(Beginning of PASSAGE PROVIDED)

Chamomile tea (also spelled as camomile tea) has a long history of use as medicinal herb, revered by the ancient Egyptians, Greeks and Romans for its soothing, relaxing properties. Chamomile tea is still enjoyed today to reduce stress, ease muscle tension and lower a high blood pressure.
Chamomile tea and blood pressure
Chamomile tea is made from the flower heads of the plant. These contain volatile essential oils and are also a rich source of antioxidant polyphenols. Chamomile has a number of beneficial actions that can lower blood pressure:
- chamomile has anti-inflammatory and antispasmodic actions that help blood vessel walls to relax and dilate
- chamomile has an hypotensive effect by increasing fluid loss through the kidneys in a similar way to diuretic drugs
- chamomile has a relaxing, sedating action that lowers stress and anxiety and promotes sleep.
Chamomile tea reduces anxiety
In an extraordinary study, 12 people in hospital with heart disease, and who needed a pressure-measuring catheter placed within their heart ventricles as part of their standard treatment, agreed to drink a cup of chamomile tea beforehand as their only premedication.
The chamomile tea was made by placing two bags in 6 ounces of hot water for no more than ten minutes.
After drinking the tea, their blood pressure and heart function were carefully monitored. The workload of their heart did not change significantly.
Although their brachial blood pressure did rise as part of the anxiety of having the catheter fitted, the blood pressure within their left and right ventricles did not rise.
Within ten minutes of drinking the tea, however, ten of the twelve patients fell into a deep sleep. They could be aroused but immediately fell asleep again, until the end of the cardiac catheterization procedure, which lasted around 90 minutes.
This hynotic effect was described as ‘striking’ as it is unusual for patients to fall asleep before a heart catheterisation procedure due to the high anxiety involved.
Drinking chamomile tea is likely to be particularly helpful at night as its sedative action reduces anxiety and promotes sleep.

(End of PASSAGE PROVIDED)
(Beginning of DATA RECORDS)

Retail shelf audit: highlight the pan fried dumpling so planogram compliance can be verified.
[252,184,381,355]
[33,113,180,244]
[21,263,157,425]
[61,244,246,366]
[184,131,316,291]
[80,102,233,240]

(End of DATA RECORDS)

▸ WHAT TO DO
(a) From the chamomile tea text, list each action of chamomile that it says can lower blood pressure.
(b) Answer these questions from the chamomile tea text:
(i) Which ancient peoples revered chamomile for its soothing properties?
(ii) What part of the plant is chamomile tea made from?
(iii) How many of the twelve patients fell into a deep sleep within ten minutes of drinking the tea?
(c) Write the next part of the chamomile tea text, picking up after its final sentence.
The listing comes from a different source than the chamomile tea text.

▸ TASK-BY-TASK ANSWERS
(a)
- Anti-inflammatory and antispasmodic actions that help blood vessel walls relax and dilate
- A hypotensive effect from increasing fluid loss through the kidneys, similar to diuretic drugs
- A relaxing, sedating action that lowers stress and anxiety and promotes sleep

(b)
(i) The ancient Egyptians, Greeks and Romans
(ii) The flower heads
(iii) Ten

(c)
Chamomile tea for generalised anxiety disorder
People with moderate to severe generalised anxiety disorders can also benefit from drinking chamomile tea. In a medical study involving 93 people with generalised anxiety disorder, one group took a pharmaceutical grade chamomile extract (500mg capsule 3 times daily) and another took placebo for 26 weeks. At the end of the study, only 15.2% of those taking chamomile extracts relapsed, compared with 25.5% of those taking placebo. Thos in the chamomile group had significantly fewer anxiety symptoms, lost a significant amount of weight (through reduced comfort eating) and had a significantly lower blood pressure, too.
The researchers concluded that long-term use of chamomile was a safe and effective natural treatment for moderate-to-severe generalised anxiety disorder.
Inhaling Roman chamomile aromatherapy essential oil has also been shown to reduce anxiety in patients admitted to an intensive care unit following a percutaneous coronary intervention (PCI – dilation of coronary arteries following a heart attack). The blend used was 6 parts lavender oil, 2 parts Roman chamomile oil and 0.5 parts neroli oil.
As a bonus, drinking chamomile tea regularly may help to reduce your risk of thyroid cancer, too.
Usual intakes are between one and three cups of chamomile tea per day.
How to make fresh chamomile tea
Chamomile tea made with fresh chamomile flowers is sweet with hints of apple, and tastes quite different to teas made with dried chamomile flowers.
Simply place 4 tablespoons freshly picked, organic chamomile flowers in a tea pot.
Pour over around 250ml boiling water.
Leave to infuse for 5 minutes.
Pour the tea through a strainer, and drink!
I like to add a sprig of fresh garden mint to this mix, too.
I drink chamomile tea every night before I go to bed and it really helps me to sleep well.
If your blood pressure is raised, self-monitoring is key to maintaining good control.